[Stored items]
+++++

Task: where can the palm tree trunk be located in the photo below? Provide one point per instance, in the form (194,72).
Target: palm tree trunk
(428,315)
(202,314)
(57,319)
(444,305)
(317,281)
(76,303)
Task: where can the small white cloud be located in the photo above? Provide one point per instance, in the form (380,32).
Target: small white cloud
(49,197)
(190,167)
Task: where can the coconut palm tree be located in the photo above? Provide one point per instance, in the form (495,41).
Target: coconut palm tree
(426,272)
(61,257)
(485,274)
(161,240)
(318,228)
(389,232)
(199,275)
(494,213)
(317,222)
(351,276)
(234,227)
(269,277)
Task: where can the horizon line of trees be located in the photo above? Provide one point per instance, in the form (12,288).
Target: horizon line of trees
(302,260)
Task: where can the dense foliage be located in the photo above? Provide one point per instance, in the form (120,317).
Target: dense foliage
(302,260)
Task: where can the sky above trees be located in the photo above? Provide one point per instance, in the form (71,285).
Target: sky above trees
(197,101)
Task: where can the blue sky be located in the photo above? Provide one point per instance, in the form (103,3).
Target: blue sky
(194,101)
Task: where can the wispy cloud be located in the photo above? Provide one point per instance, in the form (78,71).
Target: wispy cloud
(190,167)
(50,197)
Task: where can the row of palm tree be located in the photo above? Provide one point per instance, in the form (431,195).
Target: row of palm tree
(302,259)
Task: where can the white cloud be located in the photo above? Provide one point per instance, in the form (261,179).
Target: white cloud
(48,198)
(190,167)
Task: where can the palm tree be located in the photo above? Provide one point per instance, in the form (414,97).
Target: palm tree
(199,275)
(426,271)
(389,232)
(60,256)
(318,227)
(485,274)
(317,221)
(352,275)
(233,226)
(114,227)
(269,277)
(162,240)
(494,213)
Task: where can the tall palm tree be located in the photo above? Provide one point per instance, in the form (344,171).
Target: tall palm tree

+++++

What is required » Rewrite the lines starting at the one containing "Task: where can the palm tree be" and ending with the last of the rows, substituting "found" for "located" and leaving everything else unchanged.

Result of the exercise »
Task: where can the palm tree be found in the photo above? Provide one point per instance, in the form (414,97).
Target: palm tree
(199,275)
(426,271)
(389,232)
(60,256)
(318,227)
(485,274)
(317,221)
(352,275)
(233,226)
(114,227)
(269,277)
(162,240)
(494,213)
Task: where can the tall palm tree be found in the photo above? Provide one point per instance, in the form (344,171).
Target: tall palm tree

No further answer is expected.